CONSIGNE 1: Réécrivez le passage du texte sur le départ pour Bali qui commence par "On ne veut rien" et se poursuit jusqu'à "et mes sous.", en remplaçant "dentifrice" par "savon".

EXTRAIT DE PAGE:
·····

J-100 : Seratus hari lagi.

J'imagine que préparer un voyage doit s'apparenter ("apparenter" - verbe du 1er groupe - terme employé pour - par exemple - expliquer poliment et sans sarcasme que Manuel Valls a quitté le PS pour s'acoquiner avec les Marcheurs d'Emmanuel) à la préparation d'un film.

Je vous dis ça... je ne fais pas de films.

Enfin je "me" fais des films mais quelque chose me dit que c'est sensiblement différent.

Mais j'ai le sentiment qu'il doit y avoir des similitudes ("similitude"... ouais non. Achetez-vous un dictionnaire) entre voir du pays et filmer une fiction.

On ne veut rien oublier, on veut que ce soit grandiose, on veut que ça reste gravé à jamais dans nos mémoires et nos coeurs, on veut frissonner, rire et pleurer, on veut être bouleversé, transcendé. On veut un planning fluide, des haltes paradisiaques et un toit (ou au moins un lit) tous les soirs.
On veut penser à tout avant de se lancer. On veut tout prévoir.

Au final, on oublie le dentifrice ou l'anti-moustique. On oublie qu'on n'a pas souscrit de forfait international. On oublie les égos des uns, des autres. La météo. Les grèves en France, les pannes ailleurs. Et notre film/voyage prendra une tournure... plus exotique.



J-100 avant mon décollage pour Bali.
Oui. J'y retourne. Je ne vous avais pas dit ? Ça m'étonne. Je suis en boucle.
Je mange, je dors, je bois, je respire indonésien depuis plusieurs mois.
Je compte. Les jours et mes sous.
Je m'interroge.
Où aller ? Combien de temps ? Comment y aller ? Est-ce que je veux rencontrer d'autres touristes ? Est-ce que je ne veux  pas plutôt m'incruster chez les locaux pour me faire adopter par une famille balinaise ? Est-ce que je vais vraiment essayer de leur parler en indonésien ? Est-ce que je vais oser ? Qu'est-ce que je fais de mon téléphone quand j'irai me baigner ? Et mon sac ? Et si je prenais un vélo pour rigoler ? Est-ce que c'est risqué si je veux donner une caresse à un chien tout moche ? Ça coûte combien de roupies de sillonner Bali avec un chauffeur privé ? Et comment elles font ces australiennes pour être aussi bien foutues en buvant autant de bières ? Et il est où le plus beau soleil couchant ? Est-ce que c'est vrai que si je bois du vinaigre avant de dormir, mon sang s'acidifie (je suis quasi sûre que ça se dit) et dégoûte le moustique gourmet ? Comment je fais pour choisir mon chauffeur/guide/francophone/futur prof d'indonésien maintenant que j'en ai contacté whatmille et qu'ils ont l'air tous aussi gentils les uns que les autres et qu'ils ont tous une famille à nourrir hein ? Comment je choisis à qui je dis non ? Est-ce que je ramène des petits souvenirs de Paris pour mes futurs amis que je ne manquerai pas de me faire ? (il est impossible que la poisse prenne l'avion avec moi) Est-ce que ça ne serait pas un peu présomptueux et colonialiste comme attitude ? Est-ce que je leur dis que selon mon arbre généalogique j'ai du sang hollandais qui coule dans mes veines (mais je ne sais pas quel bras) ? Est-ce que je prends une villa et je rayonne en partant de là ? Est-ce que je dois prévoir mon itinéraire ou je verrai sur place ? Est-ce que je vais réussir à écrire tous les jours pour raconter mon voyage ? Comment on dit "procrastiner" en indonésien ?

·····

DONNÉES FOURNIES:
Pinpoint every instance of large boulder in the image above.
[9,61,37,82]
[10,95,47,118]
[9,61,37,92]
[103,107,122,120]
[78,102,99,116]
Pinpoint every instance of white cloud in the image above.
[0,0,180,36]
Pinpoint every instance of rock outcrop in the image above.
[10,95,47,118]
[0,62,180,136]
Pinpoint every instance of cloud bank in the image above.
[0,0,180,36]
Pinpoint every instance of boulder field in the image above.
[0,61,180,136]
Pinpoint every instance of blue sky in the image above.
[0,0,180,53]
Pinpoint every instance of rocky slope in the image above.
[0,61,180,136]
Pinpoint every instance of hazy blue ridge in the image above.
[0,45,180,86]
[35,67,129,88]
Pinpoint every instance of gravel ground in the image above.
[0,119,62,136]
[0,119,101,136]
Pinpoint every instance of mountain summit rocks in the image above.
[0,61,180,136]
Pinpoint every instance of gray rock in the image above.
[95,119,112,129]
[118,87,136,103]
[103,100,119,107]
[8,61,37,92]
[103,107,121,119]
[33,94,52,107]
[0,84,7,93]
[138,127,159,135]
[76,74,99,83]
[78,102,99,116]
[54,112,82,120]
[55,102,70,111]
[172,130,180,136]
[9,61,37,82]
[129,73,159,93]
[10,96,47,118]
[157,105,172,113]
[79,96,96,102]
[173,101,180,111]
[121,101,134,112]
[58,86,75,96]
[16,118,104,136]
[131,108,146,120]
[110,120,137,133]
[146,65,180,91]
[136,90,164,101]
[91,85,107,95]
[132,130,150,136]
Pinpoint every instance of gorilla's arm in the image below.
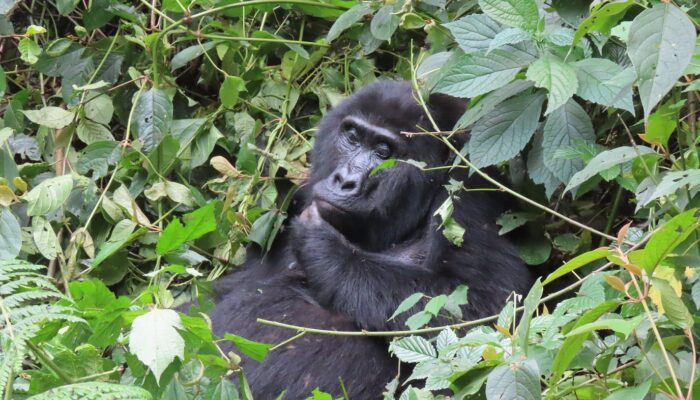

·····

CONSIGNE 2: Donnez sous forme de liste JSON de chaînes, une chaîne par ligne et sans les lignes vides, les lignes des enregistrements qui vont de la ligne contenant "Pinpoint every instance of gray" jusqu'à la fin des enregistrements, les deux bornes comprises. Laissez les images hors de la réponse.

RÉPONSE FINALE 1:
On ne veut rien oublier, on veut que ce soit grandiose, on veut que ça reste gravé à jamais dans nos mémoires et nos coeurs, on veut frissonner, rire et pleurer, on veut être bouleversé, transcendé. On veut un planning fluide, des haltes paradisiaques et un toit (ou au moins un lit) tous les soirs.
On veut penser à tout avant de se lancer. On veut tout prévoir.

Au final, on oublie le savon ou l'anti-moustique. On oublie qu'on n'a pas souscrit de forfait international. On oublie les égos des uns, des autres. La météo. Les grèves en France, les pannes ailleurs. Et notre film/voyage prendra une tournure... plus exotique.



J-100 avant mon décollage pour Bali.
Oui. J'y retourne. Je ne vous avais pas dit ? Ça m'étonne. Je suis en boucle.
Je mange, je dors, je bois, je respire indonésien depuis plusieurs mois.
Je compte. Les jours et mes sous.

RÉPONSE FINALE 2:
[
  "Pinpoint every instance of gray rock in the image above.",
  "[95,119,112,129]",
  "[118,87,136,103]",
  "[103,100,119,107]",
  "[8,61,37,92]",
  "[103,107,121,119]",
  "[33,94,52,107]",
  "[0,84,7,93]",
  "[138,127,159,135]",
  "[76,74,99,83]",
  "[78,102,99,116]",
  "[54,112,82,120]",
  "[55,102,70,111]",
  "[172,130,180,136]",
  "[9,61,37,82]",
  "[129,73,159,93]",
  "[10,96,47,118]",
  "[157,105,172,113]",
  "[79,96,96,102]",
  "[173,101,180,111]",
  "[121,101,134,112]",
  "[58,86,75,96]",
  "[16,118,104,136]",
  "[131,108,146,120]",
  "[110,120,137,133]",
  "[146,65,180,91]",
  "[136,90,164,101]",
  "[91,85,107,95]",
  "[132,130,150,136]",
  "Pinpoint every instance of gorilla's arm in the image below."
]